◆ About this task ◆
Continue the news report on the Cairo protesters' deaths from the point where it stops.
### Reading text
May 22, 2013 | 01:14 AM (BD Time)
22 May, 2013 Wednesday
Breaking News:
11 protesters killed in Cairo
. BBC Online
Unknown assailants have killed at least 11 people protesting against Egypt's ruling generals near the defence ministry in Cairo, officials say.
The attackers set on them at dawn using rocks, clubs, firebombs and firing shotguns. The protesters retaliated, beating some of the assailants. Soldiers and police have now stopped the clashes, but the intervention came nearly six hours after they began.
Two leading presidential candidates have suspended campaigning in protest.
Abdul Moneim Aboul Fotouh, an independent Islamist, and Mohammed Mursi, head of the Muslim Brotherhood's Freedom and Justice Party (FJP), criticised the authorities' response.
In addition, the FJP and the Salafist Nour party, which together control 70% of the seats in parliament, decided to boycott a meeting with the ruling Supreme Council of Armed Forces (Scaf).
Many of the protesters who were attacked outside the defence ministry building, in the capital's Abbasiya district, on Wednesday morning were supporters of a Salafist preacher barred from standing in the election.
The attack on demonstrators outside the Egyptian defence ministry follows what has become a familiar pattern in recent months.
The attackers were unidentified thugs in plain clothes. Egyptians will strongly suspect they were, at the very least, encouraged by some section of the government.
The attack is most unlikely to deter the protesters. More likely, the demonstrators will summon reinforcements, with the danger of further clashes in coming days.
The first round of the presidential election is just three weeks away. Despite the violence, and the disqualification of several leading candidates, at the moment the vote does not appear to be under threat.
######
### Given records
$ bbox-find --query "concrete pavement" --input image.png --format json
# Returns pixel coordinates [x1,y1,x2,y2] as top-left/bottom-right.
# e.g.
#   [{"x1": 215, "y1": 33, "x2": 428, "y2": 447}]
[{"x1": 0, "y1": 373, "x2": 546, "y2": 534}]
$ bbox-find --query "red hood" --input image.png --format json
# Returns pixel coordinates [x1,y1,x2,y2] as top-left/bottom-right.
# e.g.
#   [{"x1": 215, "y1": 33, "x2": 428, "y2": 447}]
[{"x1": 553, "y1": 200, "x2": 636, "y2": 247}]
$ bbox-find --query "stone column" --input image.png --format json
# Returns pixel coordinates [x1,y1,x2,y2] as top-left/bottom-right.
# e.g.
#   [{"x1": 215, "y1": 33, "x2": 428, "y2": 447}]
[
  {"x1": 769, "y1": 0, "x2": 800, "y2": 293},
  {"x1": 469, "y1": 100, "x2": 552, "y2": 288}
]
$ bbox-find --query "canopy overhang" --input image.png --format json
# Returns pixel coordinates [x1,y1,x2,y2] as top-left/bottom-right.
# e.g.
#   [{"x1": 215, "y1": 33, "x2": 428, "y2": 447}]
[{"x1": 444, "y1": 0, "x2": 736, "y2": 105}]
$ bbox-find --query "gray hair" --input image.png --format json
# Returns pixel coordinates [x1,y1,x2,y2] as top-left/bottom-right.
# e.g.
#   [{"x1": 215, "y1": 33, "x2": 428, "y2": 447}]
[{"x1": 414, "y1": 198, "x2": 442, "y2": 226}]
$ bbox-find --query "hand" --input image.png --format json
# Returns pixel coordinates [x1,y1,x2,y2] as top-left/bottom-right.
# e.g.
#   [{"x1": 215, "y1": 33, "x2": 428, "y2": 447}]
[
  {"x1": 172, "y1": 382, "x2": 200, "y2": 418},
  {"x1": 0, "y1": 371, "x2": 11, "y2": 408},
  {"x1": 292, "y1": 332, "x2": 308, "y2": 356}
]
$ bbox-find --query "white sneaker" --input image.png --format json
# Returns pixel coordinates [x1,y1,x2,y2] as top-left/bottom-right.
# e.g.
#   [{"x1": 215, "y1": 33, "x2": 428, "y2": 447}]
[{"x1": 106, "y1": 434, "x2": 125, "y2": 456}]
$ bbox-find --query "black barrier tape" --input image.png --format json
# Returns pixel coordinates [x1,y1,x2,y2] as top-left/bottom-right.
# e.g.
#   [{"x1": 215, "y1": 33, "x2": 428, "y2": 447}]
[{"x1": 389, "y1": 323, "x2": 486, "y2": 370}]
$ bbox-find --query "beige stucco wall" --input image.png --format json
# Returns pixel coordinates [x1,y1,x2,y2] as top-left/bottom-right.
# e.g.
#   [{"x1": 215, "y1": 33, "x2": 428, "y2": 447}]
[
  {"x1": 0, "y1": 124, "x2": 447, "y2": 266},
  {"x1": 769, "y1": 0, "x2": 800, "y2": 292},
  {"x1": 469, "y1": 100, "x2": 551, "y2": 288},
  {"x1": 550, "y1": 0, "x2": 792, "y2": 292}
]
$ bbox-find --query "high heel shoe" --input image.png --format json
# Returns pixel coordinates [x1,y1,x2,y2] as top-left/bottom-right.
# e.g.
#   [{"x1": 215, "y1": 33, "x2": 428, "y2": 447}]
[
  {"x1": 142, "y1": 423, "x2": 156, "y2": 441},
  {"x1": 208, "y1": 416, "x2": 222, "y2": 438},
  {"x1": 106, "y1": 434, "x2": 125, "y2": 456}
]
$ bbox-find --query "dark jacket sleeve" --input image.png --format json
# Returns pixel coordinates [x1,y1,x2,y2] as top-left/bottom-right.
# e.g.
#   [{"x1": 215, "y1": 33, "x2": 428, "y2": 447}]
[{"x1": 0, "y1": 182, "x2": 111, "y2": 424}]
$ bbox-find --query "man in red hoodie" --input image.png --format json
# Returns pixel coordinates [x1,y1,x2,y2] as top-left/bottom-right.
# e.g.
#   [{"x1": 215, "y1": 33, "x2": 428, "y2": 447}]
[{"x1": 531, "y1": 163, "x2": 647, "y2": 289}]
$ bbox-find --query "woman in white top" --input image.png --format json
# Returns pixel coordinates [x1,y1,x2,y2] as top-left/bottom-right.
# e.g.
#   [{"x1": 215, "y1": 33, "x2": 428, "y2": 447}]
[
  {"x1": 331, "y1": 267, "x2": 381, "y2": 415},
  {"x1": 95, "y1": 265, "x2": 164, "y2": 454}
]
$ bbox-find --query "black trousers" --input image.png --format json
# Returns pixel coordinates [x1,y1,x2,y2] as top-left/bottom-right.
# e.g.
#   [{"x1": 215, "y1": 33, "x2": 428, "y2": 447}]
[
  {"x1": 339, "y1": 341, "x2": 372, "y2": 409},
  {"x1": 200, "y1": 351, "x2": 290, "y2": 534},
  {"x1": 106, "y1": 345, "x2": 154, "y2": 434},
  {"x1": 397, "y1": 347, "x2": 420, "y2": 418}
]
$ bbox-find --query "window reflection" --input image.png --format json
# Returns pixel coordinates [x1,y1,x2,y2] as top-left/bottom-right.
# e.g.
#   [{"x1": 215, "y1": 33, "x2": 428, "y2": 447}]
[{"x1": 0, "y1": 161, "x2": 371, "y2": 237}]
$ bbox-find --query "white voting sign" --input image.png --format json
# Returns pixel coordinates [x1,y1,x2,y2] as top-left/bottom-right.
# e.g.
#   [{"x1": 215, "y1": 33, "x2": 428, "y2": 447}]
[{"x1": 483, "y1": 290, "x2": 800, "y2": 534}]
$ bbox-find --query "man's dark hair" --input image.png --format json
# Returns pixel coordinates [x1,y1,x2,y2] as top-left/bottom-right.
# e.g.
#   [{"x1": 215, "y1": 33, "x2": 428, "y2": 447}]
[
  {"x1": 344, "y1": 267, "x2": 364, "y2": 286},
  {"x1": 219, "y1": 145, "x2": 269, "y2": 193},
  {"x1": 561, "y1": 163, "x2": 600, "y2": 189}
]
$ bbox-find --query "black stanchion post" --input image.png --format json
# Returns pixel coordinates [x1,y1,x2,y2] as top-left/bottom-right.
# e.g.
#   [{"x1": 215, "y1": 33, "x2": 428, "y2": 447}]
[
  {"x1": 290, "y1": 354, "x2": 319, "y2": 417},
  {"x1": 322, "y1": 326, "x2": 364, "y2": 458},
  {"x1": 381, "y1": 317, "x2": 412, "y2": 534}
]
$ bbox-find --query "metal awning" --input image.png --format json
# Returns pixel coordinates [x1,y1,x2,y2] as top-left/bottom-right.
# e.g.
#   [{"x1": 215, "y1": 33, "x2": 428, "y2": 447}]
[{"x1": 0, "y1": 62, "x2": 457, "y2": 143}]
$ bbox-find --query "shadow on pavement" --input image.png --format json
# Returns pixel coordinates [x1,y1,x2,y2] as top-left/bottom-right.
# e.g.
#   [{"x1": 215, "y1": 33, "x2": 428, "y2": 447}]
######
◆ Written response ◆
Hazem Abu Ismail was disqualified because his mother had dual Egyptian-US nationality, violating rules laid out in a constitutional declaration approved after an uprising forced President Hosni Mubarak to step down.
Abu Ismail complained that he was the victim of a "plot" by the military authorities, but the election commission found no evidence.
Some reports said the unidentified attackers were local people, angry at the disruption caused by the sit-in, which began on Saturday.
But many Egyptians will suspect that, at the very least, the government turned a blind eye, reports the BBC's Jon Leyne in Cairo.
The use of plain-clothes thugs is a well-worn tactic by the authorities, he adds.
Soldiers and police deployed in the area initially did not intervene to stop the clashes, nor did they when one person was killed in a similar attack early on Sunday.
The health ministry said more than 150 people were injured on Wednesday and that many were receiving treatment at a nearby field clinic. Some had gunshot wounds and others had been attacked with knives, according to medical sources.